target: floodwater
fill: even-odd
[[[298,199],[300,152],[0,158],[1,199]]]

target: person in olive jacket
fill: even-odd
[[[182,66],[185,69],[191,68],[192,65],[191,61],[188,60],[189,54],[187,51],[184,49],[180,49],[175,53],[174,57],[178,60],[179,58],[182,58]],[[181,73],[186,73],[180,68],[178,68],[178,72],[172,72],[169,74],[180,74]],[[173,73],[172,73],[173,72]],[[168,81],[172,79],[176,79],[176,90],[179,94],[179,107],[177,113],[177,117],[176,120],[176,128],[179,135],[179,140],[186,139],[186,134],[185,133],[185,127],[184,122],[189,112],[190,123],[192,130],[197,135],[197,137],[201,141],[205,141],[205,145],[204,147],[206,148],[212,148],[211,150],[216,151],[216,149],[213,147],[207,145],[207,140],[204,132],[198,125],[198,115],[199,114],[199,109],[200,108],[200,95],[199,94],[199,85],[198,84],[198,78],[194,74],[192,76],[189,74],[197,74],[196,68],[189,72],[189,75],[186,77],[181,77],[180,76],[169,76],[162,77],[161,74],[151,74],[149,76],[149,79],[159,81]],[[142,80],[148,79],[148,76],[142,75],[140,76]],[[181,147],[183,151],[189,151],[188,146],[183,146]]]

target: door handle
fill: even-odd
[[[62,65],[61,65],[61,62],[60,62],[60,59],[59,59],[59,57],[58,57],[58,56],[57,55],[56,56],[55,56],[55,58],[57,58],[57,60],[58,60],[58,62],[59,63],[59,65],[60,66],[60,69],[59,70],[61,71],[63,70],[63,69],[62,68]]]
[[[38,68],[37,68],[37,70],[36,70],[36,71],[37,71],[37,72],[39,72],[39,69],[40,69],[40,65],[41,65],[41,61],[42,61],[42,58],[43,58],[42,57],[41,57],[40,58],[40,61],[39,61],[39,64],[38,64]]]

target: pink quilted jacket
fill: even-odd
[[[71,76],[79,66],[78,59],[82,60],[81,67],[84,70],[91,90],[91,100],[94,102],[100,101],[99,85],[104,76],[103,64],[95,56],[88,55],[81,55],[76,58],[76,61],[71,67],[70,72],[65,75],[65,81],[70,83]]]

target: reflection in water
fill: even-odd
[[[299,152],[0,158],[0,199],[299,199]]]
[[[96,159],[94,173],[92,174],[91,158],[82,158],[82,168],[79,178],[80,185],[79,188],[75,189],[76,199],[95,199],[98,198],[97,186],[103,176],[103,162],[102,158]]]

Aim:
Change every occurrence of "even-odd" in the records to "nonzero", and reproduce all the records with nothing else altered.

Exercise solution:
target: floodwater
fill: nonzero
[[[298,199],[300,152],[0,158],[1,199]]]

target: person in olive jacket
fill: nonzero
[[[182,66],[185,69],[191,68],[192,65],[191,61],[188,60],[189,54],[187,51],[184,49],[180,49],[175,53],[174,57],[178,60],[179,58],[182,58]],[[181,73],[186,73],[180,68],[178,68],[178,72],[172,72],[169,74],[180,74]],[[173,73],[172,73],[173,72]],[[168,81],[172,79],[176,79],[176,90],[179,94],[179,107],[177,113],[177,117],[176,120],[176,128],[179,135],[179,140],[186,139],[186,134],[185,133],[185,127],[184,122],[189,112],[190,123],[192,130],[197,135],[197,137],[201,141],[205,141],[205,145],[204,147],[206,148],[212,148],[211,150],[216,151],[216,149],[213,147],[207,145],[207,140],[204,132],[198,125],[198,115],[199,114],[199,109],[200,108],[200,95],[199,94],[199,85],[198,84],[198,78],[194,74],[192,76],[189,74],[197,74],[196,68],[189,72],[189,75],[186,77],[181,77],[180,76],[169,76],[162,77],[161,74],[151,74],[149,76],[149,79],[159,81]],[[142,80],[148,79],[148,76],[142,75],[140,76]],[[181,147],[183,151],[189,151],[188,146],[183,146]]]

target: door handle
fill: nonzero
[[[62,65],[61,65],[61,62],[60,62],[60,59],[59,59],[59,57],[58,57],[58,56],[57,55],[56,56],[55,56],[55,58],[57,58],[57,60],[58,60],[58,62],[59,63],[59,65],[60,66],[60,69],[59,70],[61,71],[63,70],[63,69],[62,68]]]
[[[38,68],[37,68],[37,70],[36,70],[36,71],[37,71],[37,72],[39,72],[39,69],[40,69],[40,65],[41,65],[41,61],[42,61],[42,58],[43,58],[42,57],[41,57],[40,58],[40,61],[39,61],[39,64],[38,64]]]

target: pink quilted jacket
fill: nonzero
[[[71,76],[79,66],[78,59],[82,60],[81,67],[84,70],[91,90],[91,100],[94,102],[100,101],[99,85],[104,76],[103,64],[95,56],[88,55],[81,55],[76,58],[76,61],[71,67],[70,72],[65,75],[65,81],[70,83]]]

target: reflection in water
fill: nonzero
[[[299,152],[0,158],[0,199],[299,199]]]
[[[96,159],[94,173],[92,174],[91,158],[82,158],[82,168],[79,178],[80,185],[79,188],[75,189],[76,199],[95,199],[98,198],[97,186],[103,176],[103,162],[102,158]]]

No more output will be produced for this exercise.